§ Problems to solve:
A: In the passage on religious error, what does a religious mind first turn to after admitting painful sentiments of reprehension toward the authors of such errors?
B: Output a section of the passage on religious error word for word: begin at the words "light considered, the" and stop after "by and obsolete.".

§ Selected passage:
------

A religious mind, after having contemplated the changing scene of human error and folly, from age to age, and after admitting, for a while, some painful sentiments of reprehension, in thinking of the authors and promoters of such errors, gladly turns, first, to those many circumstances of extenuation which may be advanced in behalf of these mistaken men, and which allow us, notwithstanding, to think of them as our brethren in Christ. But then, such a mind seeks a further solace, in tracing, dimly perhaps, the apparent purposes of Him who, even when most he allows evil to have its course, yet sways the general movement, and urges forward still the development of his mighty scheme of universal government. A religious mind holds to the belief that He who worketh, in all things, according to the counsel of his own will, has, in every age, been evolving a settled plan; whether or not it may be intelligible to the human mind.

Now in this belief, we are led at once to look, if not with more complacency, at least with less distress, upon particular forms of what we must still regard as capital error, and to think of them as, in some way, TEMPORARY ADAPTATIONS OF TRUTH TO THE CIRCUMSTANCES OF MANKIND, at such or such a period in this

light considered, the sharpness of our displeasure is broken down, and our stern condemnation tempered. There is a real, and, as I think, a legitimate consolation, to be derived from considerations of this sort. But then the very principle whence it is derived, namely, that the Lord has been giving place to accommodations, or appliances of this sort, from age to age, thereby effecting a slow, and often-retarded progression, in advancing the religious condition of mankind, this principle, I say, implies an unutterable absurdity in the endeavour, made at any advanced period of the great scheme, to revert to a position long ago passed by and obsolete.

------

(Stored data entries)
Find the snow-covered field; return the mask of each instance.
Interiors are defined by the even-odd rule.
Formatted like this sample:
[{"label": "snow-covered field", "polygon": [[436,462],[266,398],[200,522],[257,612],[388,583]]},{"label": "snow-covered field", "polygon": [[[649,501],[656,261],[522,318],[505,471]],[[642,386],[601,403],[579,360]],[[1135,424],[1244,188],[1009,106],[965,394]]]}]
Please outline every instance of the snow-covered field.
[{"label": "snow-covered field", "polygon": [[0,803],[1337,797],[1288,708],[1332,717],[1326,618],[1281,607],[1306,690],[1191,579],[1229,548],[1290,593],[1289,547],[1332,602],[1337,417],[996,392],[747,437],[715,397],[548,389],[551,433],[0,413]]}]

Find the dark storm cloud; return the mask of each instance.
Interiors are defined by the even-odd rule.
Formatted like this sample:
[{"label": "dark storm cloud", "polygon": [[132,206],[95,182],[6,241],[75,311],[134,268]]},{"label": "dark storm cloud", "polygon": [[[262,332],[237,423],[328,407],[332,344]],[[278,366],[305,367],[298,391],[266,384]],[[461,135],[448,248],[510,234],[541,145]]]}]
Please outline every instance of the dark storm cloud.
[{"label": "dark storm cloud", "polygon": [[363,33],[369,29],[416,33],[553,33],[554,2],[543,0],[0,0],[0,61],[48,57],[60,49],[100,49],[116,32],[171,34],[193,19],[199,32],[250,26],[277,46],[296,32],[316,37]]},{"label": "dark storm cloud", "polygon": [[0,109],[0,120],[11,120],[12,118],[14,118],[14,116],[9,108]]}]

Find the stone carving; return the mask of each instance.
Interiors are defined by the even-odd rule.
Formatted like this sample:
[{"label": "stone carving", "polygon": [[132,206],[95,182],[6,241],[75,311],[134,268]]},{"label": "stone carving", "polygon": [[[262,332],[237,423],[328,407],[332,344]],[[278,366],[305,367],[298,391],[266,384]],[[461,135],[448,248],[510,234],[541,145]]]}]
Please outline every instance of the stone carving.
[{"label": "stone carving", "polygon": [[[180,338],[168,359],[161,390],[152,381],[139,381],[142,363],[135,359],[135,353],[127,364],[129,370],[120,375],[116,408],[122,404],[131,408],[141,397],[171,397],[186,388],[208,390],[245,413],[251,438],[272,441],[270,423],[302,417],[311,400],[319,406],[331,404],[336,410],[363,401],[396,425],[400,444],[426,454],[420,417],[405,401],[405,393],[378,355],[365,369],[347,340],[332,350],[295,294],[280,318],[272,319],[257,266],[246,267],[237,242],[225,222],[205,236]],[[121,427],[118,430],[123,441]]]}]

------

§ Results:
A: It turns to the many circumstances of extenuation that may be advanced on behalf of these mistaken men.

B:
light considered, the sharpness of our displeasure is broken down, and our stern condemnation tempered. There is a real, and, as I think, a legitimate consolation, to be derived from considerations of this sort. But then the very principle whence it is derived, namely, that the Lord has been giving place to accommodations, or appliances of this sort, from age to age, thereby effecting a slow, and often-retarded progression, in advancing the religious condition of mankind, this principle, I say, implies an unutterable absurdity in the endeavour, made at any advanced period of the great scheme, to revert to a position long ago passed by and obsolete.